Reproduce verbatim the lines of the material, starting at its first line and continuing through the line containing "POLYGON ((165 122, 165", with both ends included.

** start Material **

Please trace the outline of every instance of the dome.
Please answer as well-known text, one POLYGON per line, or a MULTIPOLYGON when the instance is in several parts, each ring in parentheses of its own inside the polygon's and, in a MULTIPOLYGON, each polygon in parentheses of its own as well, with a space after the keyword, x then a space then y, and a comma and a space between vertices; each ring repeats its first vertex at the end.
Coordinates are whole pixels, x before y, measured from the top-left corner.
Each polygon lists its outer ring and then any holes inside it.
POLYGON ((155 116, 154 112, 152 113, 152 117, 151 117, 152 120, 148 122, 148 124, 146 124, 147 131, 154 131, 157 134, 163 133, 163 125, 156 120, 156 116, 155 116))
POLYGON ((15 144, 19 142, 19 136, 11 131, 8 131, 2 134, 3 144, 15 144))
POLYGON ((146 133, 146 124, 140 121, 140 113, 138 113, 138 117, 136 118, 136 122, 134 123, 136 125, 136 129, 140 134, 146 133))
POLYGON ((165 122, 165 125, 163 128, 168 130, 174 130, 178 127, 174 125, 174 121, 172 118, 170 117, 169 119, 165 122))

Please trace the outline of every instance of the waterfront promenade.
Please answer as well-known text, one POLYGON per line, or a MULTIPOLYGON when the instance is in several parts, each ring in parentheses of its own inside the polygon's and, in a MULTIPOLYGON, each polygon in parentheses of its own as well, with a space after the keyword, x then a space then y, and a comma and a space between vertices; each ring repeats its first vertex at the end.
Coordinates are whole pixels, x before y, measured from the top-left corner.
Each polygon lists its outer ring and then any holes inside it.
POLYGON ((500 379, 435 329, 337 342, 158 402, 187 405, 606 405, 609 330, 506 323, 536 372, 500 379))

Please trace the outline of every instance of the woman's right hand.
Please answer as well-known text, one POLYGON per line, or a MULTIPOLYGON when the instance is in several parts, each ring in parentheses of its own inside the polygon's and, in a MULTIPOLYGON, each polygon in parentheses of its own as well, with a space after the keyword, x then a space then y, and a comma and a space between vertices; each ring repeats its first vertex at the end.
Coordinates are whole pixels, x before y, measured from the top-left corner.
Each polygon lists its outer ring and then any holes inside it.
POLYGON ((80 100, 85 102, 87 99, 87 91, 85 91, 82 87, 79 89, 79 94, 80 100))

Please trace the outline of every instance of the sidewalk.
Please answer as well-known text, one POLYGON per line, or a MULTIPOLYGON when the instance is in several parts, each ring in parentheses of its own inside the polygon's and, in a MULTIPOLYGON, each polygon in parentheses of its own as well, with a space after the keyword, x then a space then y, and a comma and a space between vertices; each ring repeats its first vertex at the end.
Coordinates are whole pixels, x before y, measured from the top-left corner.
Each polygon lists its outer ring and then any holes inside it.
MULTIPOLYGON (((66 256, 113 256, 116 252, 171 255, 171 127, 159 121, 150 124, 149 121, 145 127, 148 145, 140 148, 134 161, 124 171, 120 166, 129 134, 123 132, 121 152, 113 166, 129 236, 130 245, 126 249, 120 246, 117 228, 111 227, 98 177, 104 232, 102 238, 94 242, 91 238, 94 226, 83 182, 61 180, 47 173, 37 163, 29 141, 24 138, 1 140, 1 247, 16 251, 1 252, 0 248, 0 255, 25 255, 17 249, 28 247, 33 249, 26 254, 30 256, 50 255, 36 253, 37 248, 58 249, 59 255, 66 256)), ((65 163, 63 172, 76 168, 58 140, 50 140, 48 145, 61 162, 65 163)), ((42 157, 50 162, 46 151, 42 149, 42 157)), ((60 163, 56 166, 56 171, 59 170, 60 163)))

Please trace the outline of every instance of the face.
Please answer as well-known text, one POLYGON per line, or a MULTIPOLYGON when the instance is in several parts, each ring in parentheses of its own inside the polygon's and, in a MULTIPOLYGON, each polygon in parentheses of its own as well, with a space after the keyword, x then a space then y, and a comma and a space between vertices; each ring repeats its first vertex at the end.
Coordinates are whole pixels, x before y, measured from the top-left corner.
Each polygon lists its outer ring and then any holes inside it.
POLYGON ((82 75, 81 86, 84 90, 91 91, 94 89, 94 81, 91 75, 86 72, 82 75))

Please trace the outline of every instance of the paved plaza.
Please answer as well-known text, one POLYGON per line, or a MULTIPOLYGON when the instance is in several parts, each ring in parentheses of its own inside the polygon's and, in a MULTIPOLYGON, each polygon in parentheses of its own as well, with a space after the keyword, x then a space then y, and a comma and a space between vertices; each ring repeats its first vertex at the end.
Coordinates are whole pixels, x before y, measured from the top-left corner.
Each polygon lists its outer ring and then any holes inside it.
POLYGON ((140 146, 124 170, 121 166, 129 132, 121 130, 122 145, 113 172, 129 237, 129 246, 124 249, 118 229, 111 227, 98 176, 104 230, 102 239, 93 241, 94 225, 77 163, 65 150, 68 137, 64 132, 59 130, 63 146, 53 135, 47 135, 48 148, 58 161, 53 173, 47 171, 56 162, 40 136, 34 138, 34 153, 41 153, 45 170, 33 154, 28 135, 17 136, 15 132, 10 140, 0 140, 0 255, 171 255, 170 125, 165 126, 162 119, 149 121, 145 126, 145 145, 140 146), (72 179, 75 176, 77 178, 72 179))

** end Material **

*Exercise answer*
Please trace the outline of every instance of the dome.
Please answer as well-known text, one POLYGON per line, or a MULTIPOLYGON when the instance is in several parts, each ring in parentheses of its own inside the polygon's and, in a MULTIPOLYGON, each polygon in parentheses of its own as well, with a space after the keyword, x then a space then y, and a comma and a space between vertices; each ring repeats its first vertex at the end.
Coordinates are whole pixels, x before y, measured from the top-left corner.
Each polygon lists its outer ring and then any holes inside it.
POLYGON ((155 116, 154 112, 152 113, 152 117, 151 117, 152 120, 148 122, 148 124, 146 124, 147 131, 154 131, 157 134, 163 133, 163 125, 156 120, 156 116, 155 116))
POLYGON ((15 144, 19 142, 19 136, 11 131, 8 131, 2 134, 3 144, 15 144))
POLYGON ((146 133, 146 124, 140 121, 140 113, 138 113, 138 117, 136 118, 136 122, 134 123, 136 125, 136 129, 140 134, 146 133))
POLYGON ((165 122, 165 125, 163 128, 168 130, 174 130, 178 127, 174 125, 174 121, 172 118, 170 117, 169 119, 165 122))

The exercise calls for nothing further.